╭─ TEXT

Step 3: Upload documents to build the knowledge graph

Upload your documents one by one. The service will process the text to extract entities and relationships, populating the knowledge graph.

Syntax

SELECT adbpg_graphrag.upload(filename text, context text);

Parameters

The adbpg_graphrag.upload function is used to upload file content. After uploading a file, GraphRAG performs a series of tasks such as text splitting, vector generation, and knowledge graph extraction.

filename: The name of the file.
context: The content of the file.

Example

SELECT adbpg_graphrag.upload('ProductInfo.txt', 'The Xiaomi customer service system can provide question answering, leave application, knowledge base search, and other functions.');

Step 4: Query your knowledge graph

Once your documents are uploaded, you can start asking questions. You can specify different query modes to control the retrieval strategy.

Syntax

SELECT adbpg_graphrag.query(query_str text);
SELECT adbpg_graphrag.query(query_str text, query_mode text);

Parameters

query_str: The question to ask
query_mode: The query mode. GraphRAG supports the following query modes:
- mix (default): Uses vector matching and knowledge graphs to obtain relevant knowledge and provide it to the large language model for reference.

╰─
╭─ COLLECTED MATERIAL

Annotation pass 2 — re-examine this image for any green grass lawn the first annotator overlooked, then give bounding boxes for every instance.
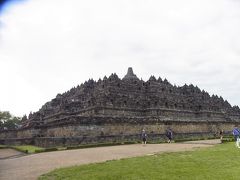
[11,145,44,153]
[39,143,240,180]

╰─

**WORK TASK 1:** Copy the GraphRAG excerpt from "SELECT adbpg_graphrag.upload(filename text, context" up to and including "name of the file.".
**WORK TASK 2:**
Answer these questions from the GraphRAG excerpt:
(a) What two parameters does the adbpg_graphrag.upload function take?
(b) Which query mode is the default?
(c) What is the query_str parameter?
**WORK TASK 3:** Restate the paragraph of the GraphRAG excerpt that begins "The adbpg_graphrag.upload function is used" as a short list.

**EXERCISE RESPONSE 1:**
SELECT adbpg_graphrag.upload(filename text, context text);

Parameters

The adbpg_graphrag.upload function is used to upload file content. After uploading a file, GraphRAG performs a series of tasks such as text splitting, vector generation, and knowledge graph extraction.

filename: The name of the file.

**EXERCISE RESPONSE 2:**
(a) filename and context
(b) mix
(c) The question to ask

**EXERCISE RESPONSE 3:**
- adbpg_graphrag.upload uploads file content.
- After the upload, GraphRAG:
  - splits the text
  - generates vectors
  - extracts the knowledge graph